DIRECTIONS
Transcribe the following lines without any changes.

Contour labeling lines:
┌──
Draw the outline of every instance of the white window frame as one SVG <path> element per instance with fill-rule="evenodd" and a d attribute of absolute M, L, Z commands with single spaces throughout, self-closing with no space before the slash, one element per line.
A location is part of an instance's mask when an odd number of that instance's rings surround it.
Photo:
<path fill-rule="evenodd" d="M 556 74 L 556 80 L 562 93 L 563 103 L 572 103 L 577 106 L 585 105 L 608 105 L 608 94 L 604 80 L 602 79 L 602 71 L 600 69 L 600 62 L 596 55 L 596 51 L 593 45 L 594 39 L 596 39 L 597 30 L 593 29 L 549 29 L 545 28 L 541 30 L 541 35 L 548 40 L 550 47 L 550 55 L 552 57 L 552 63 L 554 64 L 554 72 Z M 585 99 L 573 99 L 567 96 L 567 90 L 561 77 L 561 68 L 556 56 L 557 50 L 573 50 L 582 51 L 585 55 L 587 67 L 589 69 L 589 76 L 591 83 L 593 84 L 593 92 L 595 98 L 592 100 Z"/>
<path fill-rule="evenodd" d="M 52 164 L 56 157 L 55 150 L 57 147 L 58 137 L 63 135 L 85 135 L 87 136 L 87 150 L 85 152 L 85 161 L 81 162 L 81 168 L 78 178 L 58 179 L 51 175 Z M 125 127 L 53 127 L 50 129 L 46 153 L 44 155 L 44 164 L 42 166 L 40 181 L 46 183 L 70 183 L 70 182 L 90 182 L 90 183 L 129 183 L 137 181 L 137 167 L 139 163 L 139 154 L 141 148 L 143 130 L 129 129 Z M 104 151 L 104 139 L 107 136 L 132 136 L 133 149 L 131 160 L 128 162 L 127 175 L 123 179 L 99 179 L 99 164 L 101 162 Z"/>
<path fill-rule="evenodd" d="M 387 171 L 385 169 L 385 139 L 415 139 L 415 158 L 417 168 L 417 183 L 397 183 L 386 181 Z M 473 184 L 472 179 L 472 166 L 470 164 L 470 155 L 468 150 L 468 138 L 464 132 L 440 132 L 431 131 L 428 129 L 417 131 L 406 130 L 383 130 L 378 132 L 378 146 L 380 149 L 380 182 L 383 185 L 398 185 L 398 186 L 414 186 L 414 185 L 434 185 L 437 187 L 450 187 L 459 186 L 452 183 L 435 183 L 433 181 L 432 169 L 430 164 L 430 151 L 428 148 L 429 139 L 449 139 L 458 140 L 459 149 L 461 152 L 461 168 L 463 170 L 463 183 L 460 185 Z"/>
└──
IN RESPONSE
Draw the outline of every instance of the white window frame as one SVG <path> element per instance with fill-rule="evenodd" and a d attribute of absolute M, L, Z commands with single spaces throughout, self-closing with no space before the slash, one element per line.
A location is part of an instance's mask when an odd number of that instance's rings surround it.
Photo:
<path fill-rule="evenodd" d="M 556 74 L 556 80 L 562 93 L 563 103 L 572 103 L 577 106 L 585 105 L 608 105 L 608 94 L 604 80 L 602 79 L 602 71 L 600 69 L 600 62 L 596 55 L 596 51 L 593 45 L 594 39 L 596 39 L 597 30 L 593 29 L 549 29 L 545 28 L 541 30 L 541 35 L 548 40 L 550 47 L 550 55 L 552 57 L 552 63 L 554 64 L 554 72 Z M 585 99 L 573 99 L 567 96 L 567 90 L 561 77 L 561 68 L 556 56 L 557 50 L 573 50 L 582 51 L 585 55 L 587 67 L 589 69 L 589 76 L 591 83 L 593 84 L 593 92 L 595 98 L 592 100 Z"/>
<path fill-rule="evenodd" d="M 52 164 L 56 157 L 55 150 L 57 147 L 58 137 L 63 135 L 85 135 L 87 136 L 87 150 L 85 152 L 85 161 L 81 162 L 81 168 L 78 178 L 58 179 L 51 175 Z M 125 127 L 53 127 L 50 129 L 46 153 L 44 155 L 44 164 L 42 166 L 40 181 L 46 183 L 70 183 L 70 182 L 90 182 L 90 183 L 129 183 L 137 181 L 137 167 L 139 163 L 139 154 L 141 148 L 143 130 L 129 129 Z M 104 151 L 104 139 L 107 136 L 132 136 L 133 149 L 131 160 L 128 162 L 127 175 L 123 179 L 99 179 L 99 164 L 101 162 Z"/>
<path fill-rule="evenodd" d="M 387 171 L 385 169 L 385 139 L 415 139 L 415 158 L 417 168 L 417 183 L 397 183 L 386 181 Z M 473 184 L 472 179 L 472 166 L 470 164 L 470 155 L 468 150 L 468 138 L 464 132 L 440 132 L 431 131 L 428 129 L 417 131 L 406 130 L 383 130 L 378 132 L 378 146 L 380 149 L 380 182 L 383 185 L 398 185 L 398 186 L 414 186 L 414 185 L 434 185 L 437 187 L 450 187 L 459 186 L 452 183 L 435 183 L 433 181 L 432 169 L 430 164 L 430 151 L 428 148 L 429 139 L 449 139 L 458 140 L 459 149 L 461 152 L 461 168 L 463 170 L 463 183 L 460 185 Z"/>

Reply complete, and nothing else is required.